ニールセン:交響曲第三番(広がりの交響曲)
      ソプラノ(半田美和子)
      バリトン(加耒 徹)

私にとってなじみのない曲ばかりの演奏会。初めてダウスゴーを聴くのだから、もう少しポピュラーな曲を聴いてみたかったが、今シーズンのBシリーズはどちらかというと渋い曲が多く、まあ仕方がない。
 ニールセンは一度聴いてみたかったからちょうどいい。考えてみたらニールセンのこの三番やシベリウスの五番、マーラーの九番、エルガーの一番の交響曲はとほぼ同時代の作曲であり、私の耳には同じ仲間の音楽の様に聴こえる。1楽章アレグロ2楽章アンダンテ、3楽章スケルツオ、4楽章アレグロの表記は古典的な構成、旋律も聴きやすく、初めて聴いた曲だったけれどもなかなか立派な曲だと思った。途中2楽章に声が入るが、歌詞はなく母音でアーと発声するだけである。ダウスゴーの指揮ぶりは豪快なもので、自分の国の音楽をたっぷりと鳴らしていた。

 ニールセンに比べるとサーリアホの曲は100年も後の音楽だけに一筋縄では聴けない。100年の時間の長さを痛切に感じる音楽体験だった。当日作曲者のプレトークがあって、曲の解説もあったがあまり良く意味がわからなかった。曲は5部に分かれていてそれぞれ、聴覚、視覚、嗅覚、触角、味覚、最後が我が唯一の望みに。原題は「人の真なる感覚/意味」である。音楽全体が感覚的にできていて、音楽というより音である。特にクラリネットの前半の部分がそうで、これがクラリネットから出たとは信じられない音を出す。
####
• [取り組む内容] 上の演奏会の感想文を、一字一句変えずに全文書き写してください。

[データ項目]
####
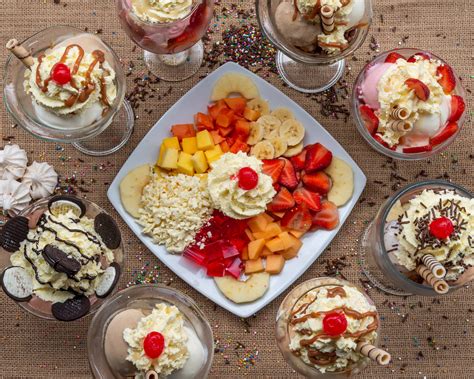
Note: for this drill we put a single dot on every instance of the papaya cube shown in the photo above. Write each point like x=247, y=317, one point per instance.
x=255, y=248
x=254, y=265
x=199, y=162
x=172, y=142
x=189, y=145
x=185, y=164
x=204, y=140
x=275, y=264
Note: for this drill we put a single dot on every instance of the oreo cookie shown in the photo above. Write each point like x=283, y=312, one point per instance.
x=13, y=233
x=60, y=261
x=71, y=309
x=108, y=230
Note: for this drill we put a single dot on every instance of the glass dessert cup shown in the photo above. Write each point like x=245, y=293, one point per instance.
x=144, y=297
x=42, y=308
x=283, y=333
x=308, y=72
x=103, y=136
x=357, y=101
x=375, y=261
x=173, y=51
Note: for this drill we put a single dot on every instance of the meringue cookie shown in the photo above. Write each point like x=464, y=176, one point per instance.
x=14, y=196
x=41, y=179
x=13, y=161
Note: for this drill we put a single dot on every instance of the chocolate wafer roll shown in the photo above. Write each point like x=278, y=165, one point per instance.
x=377, y=355
x=436, y=268
x=439, y=285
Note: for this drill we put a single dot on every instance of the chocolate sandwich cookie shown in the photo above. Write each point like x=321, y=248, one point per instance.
x=108, y=230
x=13, y=233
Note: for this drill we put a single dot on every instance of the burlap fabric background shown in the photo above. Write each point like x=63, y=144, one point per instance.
x=426, y=338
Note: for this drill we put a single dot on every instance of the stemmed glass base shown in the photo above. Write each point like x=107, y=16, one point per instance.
x=175, y=67
x=309, y=78
x=114, y=137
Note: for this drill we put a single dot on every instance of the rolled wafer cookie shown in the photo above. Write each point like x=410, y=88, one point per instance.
x=377, y=355
x=327, y=19
x=20, y=52
x=439, y=285
x=436, y=268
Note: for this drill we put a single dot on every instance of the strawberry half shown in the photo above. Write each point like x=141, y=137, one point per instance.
x=393, y=57
x=448, y=131
x=371, y=121
x=273, y=168
x=299, y=160
x=457, y=107
x=317, y=158
x=282, y=201
x=318, y=182
x=297, y=218
x=327, y=218
x=311, y=199
x=447, y=79
x=422, y=91
x=288, y=175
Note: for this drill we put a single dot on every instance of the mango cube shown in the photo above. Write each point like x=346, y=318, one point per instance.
x=199, y=162
x=204, y=140
x=189, y=145
x=185, y=164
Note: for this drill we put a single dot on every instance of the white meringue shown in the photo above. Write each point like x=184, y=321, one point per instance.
x=41, y=179
x=13, y=161
x=14, y=196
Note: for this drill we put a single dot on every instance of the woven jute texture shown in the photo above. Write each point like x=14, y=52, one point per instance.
x=426, y=338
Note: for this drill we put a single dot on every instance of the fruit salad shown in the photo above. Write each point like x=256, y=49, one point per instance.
x=235, y=191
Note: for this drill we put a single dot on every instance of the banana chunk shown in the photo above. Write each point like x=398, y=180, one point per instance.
x=233, y=82
x=244, y=292
x=342, y=181
x=131, y=188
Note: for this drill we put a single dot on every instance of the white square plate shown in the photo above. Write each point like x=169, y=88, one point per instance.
x=314, y=243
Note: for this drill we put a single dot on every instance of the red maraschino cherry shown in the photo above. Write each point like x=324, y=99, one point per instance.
x=61, y=73
x=248, y=178
x=335, y=323
x=154, y=344
x=441, y=227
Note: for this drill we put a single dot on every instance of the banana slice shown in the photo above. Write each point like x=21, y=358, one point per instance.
x=292, y=131
x=260, y=105
x=294, y=150
x=282, y=114
x=342, y=181
x=271, y=126
x=131, y=188
x=244, y=292
x=234, y=82
x=263, y=150
x=280, y=146
x=256, y=133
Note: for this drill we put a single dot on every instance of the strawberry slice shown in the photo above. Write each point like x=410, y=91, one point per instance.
x=311, y=199
x=318, y=182
x=288, y=175
x=424, y=56
x=299, y=160
x=422, y=91
x=370, y=119
x=282, y=201
x=273, y=168
x=417, y=149
x=393, y=57
x=457, y=107
x=447, y=79
x=327, y=218
x=317, y=158
x=297, y=218
x=447, y=132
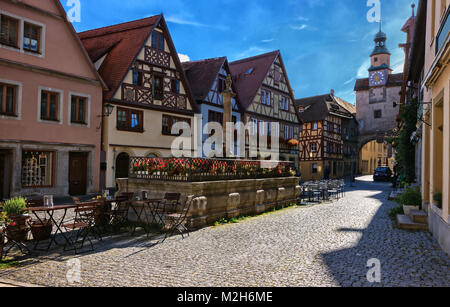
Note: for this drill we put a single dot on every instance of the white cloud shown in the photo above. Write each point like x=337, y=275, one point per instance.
x=183, y=21
x=299, y=28
x=184, y=58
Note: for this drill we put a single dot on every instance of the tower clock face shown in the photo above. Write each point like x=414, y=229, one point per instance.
x=377, y=78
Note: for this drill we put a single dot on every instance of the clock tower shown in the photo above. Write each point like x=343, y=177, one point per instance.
x=380, y=61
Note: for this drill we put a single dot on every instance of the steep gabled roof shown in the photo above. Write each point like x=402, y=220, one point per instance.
x=202, y=74
x=346, y=105
x=393, y=81
x=75, y=36
x=317, y=108
x=121, y=43
x=248, y=75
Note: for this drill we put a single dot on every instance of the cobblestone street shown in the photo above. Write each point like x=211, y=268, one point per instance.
x=320, y=245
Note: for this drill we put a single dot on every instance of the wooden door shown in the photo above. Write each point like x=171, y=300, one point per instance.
x=77, y=173
x=122, y=165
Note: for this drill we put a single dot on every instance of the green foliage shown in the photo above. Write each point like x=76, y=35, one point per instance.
x=405, y=149
x=438, y=198
x=411, y=197
x=15, y=206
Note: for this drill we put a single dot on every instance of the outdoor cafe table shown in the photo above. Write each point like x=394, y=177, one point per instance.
x=50, y=212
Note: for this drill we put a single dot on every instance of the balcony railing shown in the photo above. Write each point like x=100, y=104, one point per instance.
x=201, y=170
x=443, y=32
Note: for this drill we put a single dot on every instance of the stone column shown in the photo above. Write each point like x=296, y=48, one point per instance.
x=228, y=96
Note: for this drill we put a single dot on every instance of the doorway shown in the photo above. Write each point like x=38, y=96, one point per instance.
x=122, y=165
x=5, y=174
x=78, y=173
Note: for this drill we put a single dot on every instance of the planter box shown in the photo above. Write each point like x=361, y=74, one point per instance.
x=221, y=199
x=409, y=209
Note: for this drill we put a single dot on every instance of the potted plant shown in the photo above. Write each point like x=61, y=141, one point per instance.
x=411, y=200
x=2, y=233
x=18, y=221
x=438, y=199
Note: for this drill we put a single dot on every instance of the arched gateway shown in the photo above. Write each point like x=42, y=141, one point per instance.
x=376, y=100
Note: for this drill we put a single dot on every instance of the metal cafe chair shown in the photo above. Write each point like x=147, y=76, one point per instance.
x=176, y=221
x=81, y=227
x=332, y=189
x=119, y=210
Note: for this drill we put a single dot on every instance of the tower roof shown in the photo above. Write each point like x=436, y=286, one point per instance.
x=380, y=43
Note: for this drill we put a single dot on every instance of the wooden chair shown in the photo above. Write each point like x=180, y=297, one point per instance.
x=82, y=226
x=175, y=222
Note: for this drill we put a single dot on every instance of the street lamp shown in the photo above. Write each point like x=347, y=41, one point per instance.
x=107, y=110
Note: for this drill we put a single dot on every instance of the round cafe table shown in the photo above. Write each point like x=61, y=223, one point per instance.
x=50, y=212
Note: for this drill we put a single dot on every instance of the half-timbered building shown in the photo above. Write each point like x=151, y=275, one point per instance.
x=321, y=138
x=207, y=81
x=266, y=96
x=147, y=86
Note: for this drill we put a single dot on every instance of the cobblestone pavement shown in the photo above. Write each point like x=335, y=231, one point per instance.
x=322, y=245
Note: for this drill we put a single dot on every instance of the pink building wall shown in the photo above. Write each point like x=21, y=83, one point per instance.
x=63, y=67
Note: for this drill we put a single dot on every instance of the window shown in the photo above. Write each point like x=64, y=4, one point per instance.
x=8, y=99
x=168, y=122
x=130, y=120
x=221, y=85
x=266, y=98
x=158, y=40
x=49, y=105
x=284, y=103
x=158, y=87
x=31, y=37
x=215, y=117
x=138, y=77
x=315, y=126
x=175, y=86
x=9, y=30
x=37, y=169
x=78, y=106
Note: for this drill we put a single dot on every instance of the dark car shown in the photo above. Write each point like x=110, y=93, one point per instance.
x=383, y=174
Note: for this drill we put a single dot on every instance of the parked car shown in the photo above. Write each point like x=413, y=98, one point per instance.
x=383, y=174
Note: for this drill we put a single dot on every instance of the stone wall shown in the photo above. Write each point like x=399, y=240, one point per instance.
x=221, y=199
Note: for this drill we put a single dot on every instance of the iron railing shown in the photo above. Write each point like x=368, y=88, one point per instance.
x=200, y=170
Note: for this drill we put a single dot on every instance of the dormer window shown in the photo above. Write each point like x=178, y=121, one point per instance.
x=31, y=37
x=9, y=30
x=158, y=40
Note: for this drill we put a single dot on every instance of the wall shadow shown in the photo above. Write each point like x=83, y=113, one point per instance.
x=407, y=258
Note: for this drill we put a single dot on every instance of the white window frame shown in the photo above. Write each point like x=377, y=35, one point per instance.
x=18, y=100
x=60, y=105
x=20, y=34
x=88, y=109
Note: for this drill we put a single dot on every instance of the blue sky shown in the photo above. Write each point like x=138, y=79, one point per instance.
x=325, y=43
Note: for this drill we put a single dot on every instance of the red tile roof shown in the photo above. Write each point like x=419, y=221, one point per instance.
x=121, y=43
x=202, y=74
x=248, y=84
x=317, y=108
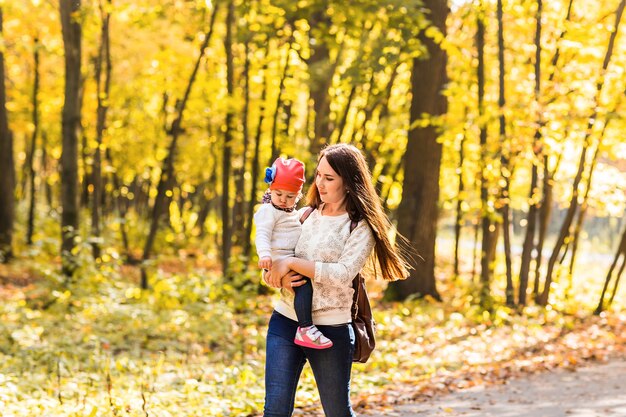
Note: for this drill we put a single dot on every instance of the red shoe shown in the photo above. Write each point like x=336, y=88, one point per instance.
x=312, y=338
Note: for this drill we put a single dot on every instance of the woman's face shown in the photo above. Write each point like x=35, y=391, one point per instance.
x=329, y=183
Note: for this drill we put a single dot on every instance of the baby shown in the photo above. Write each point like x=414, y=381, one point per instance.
x=278, y=228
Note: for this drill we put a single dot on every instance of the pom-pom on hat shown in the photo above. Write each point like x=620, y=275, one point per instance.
x=285, y=174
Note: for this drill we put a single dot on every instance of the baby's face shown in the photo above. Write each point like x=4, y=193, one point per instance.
x=284, y=198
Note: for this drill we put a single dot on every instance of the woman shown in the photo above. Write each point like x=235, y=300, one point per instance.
x=330, y=255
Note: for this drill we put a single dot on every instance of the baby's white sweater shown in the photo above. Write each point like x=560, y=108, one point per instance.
x=277, y=232
x=339, y=255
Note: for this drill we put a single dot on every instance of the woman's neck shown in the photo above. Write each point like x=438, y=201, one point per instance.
x=335, y=209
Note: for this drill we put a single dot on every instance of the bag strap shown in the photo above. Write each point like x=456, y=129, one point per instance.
x=309, y=210
x=306, y=214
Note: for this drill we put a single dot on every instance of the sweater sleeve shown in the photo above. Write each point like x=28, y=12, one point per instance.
x=355, y=252
x=264, y=221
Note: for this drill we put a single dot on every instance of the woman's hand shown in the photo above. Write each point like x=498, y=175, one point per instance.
x=291, y=281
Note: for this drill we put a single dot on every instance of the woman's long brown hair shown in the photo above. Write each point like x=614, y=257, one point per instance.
x=363, y=203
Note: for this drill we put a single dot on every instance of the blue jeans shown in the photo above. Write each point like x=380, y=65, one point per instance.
x=285, y=360
x=302, y=303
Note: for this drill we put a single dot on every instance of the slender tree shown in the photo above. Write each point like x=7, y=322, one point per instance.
x=72, y=33
x=544, y=208
x=564, y=232
x=30, y=162
x=228, y=140
x=458, y=224
x=531, y=223
x=620, y=253
x=7, y=169
x=504, y=163
x=418, y=210
x=487, y=227
x=103, y=83
x=256, y=158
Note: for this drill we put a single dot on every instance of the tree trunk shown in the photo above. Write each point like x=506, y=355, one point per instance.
x=531, y=223
x=584, y=205
x=321, y=72
x=239, y=209
x=72, y=32
x=565, y=227
x=544, y=208
x=504, y=166
x=486, y=215
x=228, y=140
x=458, y=224
x=30, y=228
x=44, y=169
x=279, y=99
x=255, y=163
x=7, y=169
x=544, y=213
x=103, y=88
x=418, y=210
x=621, y=252
x=166, y=179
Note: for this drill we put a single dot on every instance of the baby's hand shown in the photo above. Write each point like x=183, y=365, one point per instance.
x=265, y=263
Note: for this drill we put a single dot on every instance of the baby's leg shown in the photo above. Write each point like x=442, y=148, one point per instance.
x=302, y=303
x=307, y=334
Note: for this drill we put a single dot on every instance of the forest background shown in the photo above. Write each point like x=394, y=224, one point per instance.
x=133, y=141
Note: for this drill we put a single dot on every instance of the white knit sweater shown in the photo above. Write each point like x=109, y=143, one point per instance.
x=339, y=255
x=277, y=232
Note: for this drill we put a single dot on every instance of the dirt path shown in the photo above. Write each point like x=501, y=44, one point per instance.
x=597, y=390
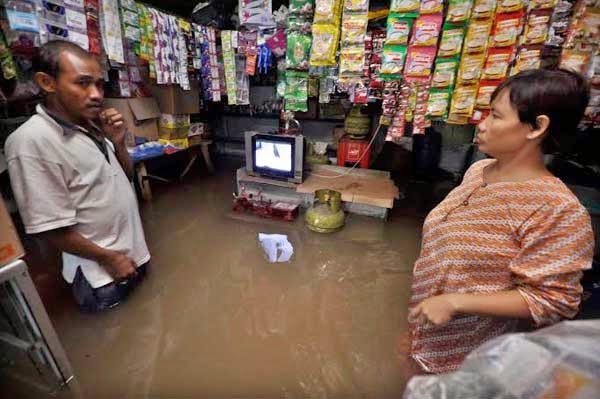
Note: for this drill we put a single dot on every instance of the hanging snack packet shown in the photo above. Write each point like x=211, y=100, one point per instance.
x=427, y=30
x=302, y=7
x=445, y=73
x=356, y=5
x=576, y=60
x=393, y=61
x=542, y=4
x=324, y=47
x=407, y=7
x=497, y=63
x=538, y=24
x=296, y=91
x=477, y=36
x=463, y=100
x=398, y=29
x=484, y=94
x=439, y=101
x=298, y=51
x=470, y=69
x=352, y=60
x=354, y=28
x=506, y=6
x=506, y=29
x=419, y=62
x=328, y=12
x=459, y=10
x=431, y=7
x=452, y=39
x=528, y=57
x=483, y=9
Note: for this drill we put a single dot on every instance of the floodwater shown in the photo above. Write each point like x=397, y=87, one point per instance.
x=214, y=319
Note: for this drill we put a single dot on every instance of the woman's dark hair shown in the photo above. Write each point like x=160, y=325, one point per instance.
x=560, y=94
x=47, y=60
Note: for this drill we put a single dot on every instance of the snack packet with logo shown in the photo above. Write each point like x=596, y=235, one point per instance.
x=444, y=74
x=477, y=36
x=538, y=24
x=470, y=69
x=497, y=63
x=427, y=30
x=452, y=40
x=506, y=29
x=324, y=47
x=298, y=50
x=459, y=10
x=483, y=9
x=393, y=61
x=398, y=29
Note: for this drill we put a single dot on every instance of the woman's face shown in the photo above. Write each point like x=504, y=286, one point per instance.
x=502, y=133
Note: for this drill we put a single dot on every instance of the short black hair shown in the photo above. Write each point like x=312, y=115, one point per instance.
x=47, y=60
x=560, y=94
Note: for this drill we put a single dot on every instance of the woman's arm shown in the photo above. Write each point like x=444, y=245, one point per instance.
x=440, y=309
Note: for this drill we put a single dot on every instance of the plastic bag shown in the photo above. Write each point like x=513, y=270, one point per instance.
x=561, y=361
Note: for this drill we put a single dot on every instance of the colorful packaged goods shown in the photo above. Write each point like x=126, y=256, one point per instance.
x=459, y=10
x=452, y=40
x=324, y=45
x=398, y=29
x=427, y=30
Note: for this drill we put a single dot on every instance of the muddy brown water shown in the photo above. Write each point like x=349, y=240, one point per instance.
x=215, y=319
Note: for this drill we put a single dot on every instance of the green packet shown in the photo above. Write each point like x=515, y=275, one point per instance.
x=298, y=51
x=392, y=64
x=444, y=74
x=296, y=91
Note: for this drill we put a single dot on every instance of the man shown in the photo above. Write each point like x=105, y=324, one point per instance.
x=69, y=171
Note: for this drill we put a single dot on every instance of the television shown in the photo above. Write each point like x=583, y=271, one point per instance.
x=275, y=156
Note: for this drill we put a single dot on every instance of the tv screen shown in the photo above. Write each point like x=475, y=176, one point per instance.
x=273, y=155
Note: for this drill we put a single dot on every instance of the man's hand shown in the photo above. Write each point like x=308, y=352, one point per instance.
x=436, y=310
x=119, y=266
x=113, y=126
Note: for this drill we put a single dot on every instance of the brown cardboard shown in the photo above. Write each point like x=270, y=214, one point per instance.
x=10, y=245
x=140, y=115
x=172, y=99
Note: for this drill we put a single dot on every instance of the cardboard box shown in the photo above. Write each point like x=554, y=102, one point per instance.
x=140, y=115
x=172, y=99
x=10, y=245
x=174, y=121
x=168, y=133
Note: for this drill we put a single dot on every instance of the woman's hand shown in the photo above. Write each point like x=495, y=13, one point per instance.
x=436, y=310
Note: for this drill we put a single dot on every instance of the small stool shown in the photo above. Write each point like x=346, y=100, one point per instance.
x=350, y=151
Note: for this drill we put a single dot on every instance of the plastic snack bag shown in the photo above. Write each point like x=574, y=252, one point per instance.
x=398, y=29
x=427, y=30
x=324, y=47
x=298, y=50
x=459, y=10
x=444, y=74
x=328, y=12
x=452, y=40
x=296, y=91
x=393, y=61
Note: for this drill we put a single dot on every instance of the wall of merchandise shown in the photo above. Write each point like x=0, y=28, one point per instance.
x=423, y=60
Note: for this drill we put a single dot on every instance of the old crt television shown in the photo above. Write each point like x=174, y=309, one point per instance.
x=275, y=156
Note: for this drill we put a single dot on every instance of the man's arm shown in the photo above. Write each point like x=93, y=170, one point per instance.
x=440, y=309
x=68, y=240
x=114, y=128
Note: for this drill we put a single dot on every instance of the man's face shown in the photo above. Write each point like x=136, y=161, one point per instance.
x=79, y=87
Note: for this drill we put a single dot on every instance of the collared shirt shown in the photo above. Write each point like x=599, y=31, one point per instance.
x=60, y=179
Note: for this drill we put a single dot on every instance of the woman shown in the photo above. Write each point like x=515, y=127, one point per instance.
x=512, y=240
####
• [解答例]
ニールセン:交響曲第三番(広がりの交響曲)
      ソプラノ(半田美和子)
      バリトン(加耒 徹)

私にとってなじみのない曲ばかりの演奏会。初めてダウスゴーを聴くのだから、もう少しポピュラーな曲を聴いてみたかったが、今シーズンのBシリーズはどちらかというと渋い曲が多く、まあ仕方がない。
 ニールセンは一度聴いてみたかったからちょうどいい。考えてみたらニールセンのこの三番やシベリウスの五番、マーラーの九番、エルガーの一番の交響曲はとほぼ同時代の作曲であり、私の耳には同じ仲間の音楽の様に聴こえる。1楽章アレグロ2楽章アンダンテ、3楽章スケルツオ、4楽章アレグロの表記は古典的な構成、旋律も聴きやすく、初めて聴いた曲だったけれどもなかなか立派な曲だと思った。途中2楽章に声が入るが、歌詞はなく母音でアーと発声するだけである。ダウスゴーの指揮ぶりは豪快なもので、自分の国の音楽をたっぷりと鳴らしていた。

 ニールセンに比べるとサーリアホの曲は100年も後の音楽だけに一筋縄では聴けない。100年の時間の長さを痛切に感じる音楽体験だった。当日作曲者のプレトークがあって、曲の解説もあったがあまり良く意味がわからなかった。曲は5部に分かれていてそれぞれ、聴覚、視覚、嗅覚、触角、味覚、最後が我が唯一の望みに。原題は「人の真なる感覚/意味」である。音楽全体が感覚的にできていて、音楽というより音である。特にクラリネットの前半の部分がそうで、これがクラリネットから出たとは信じられない音を出す。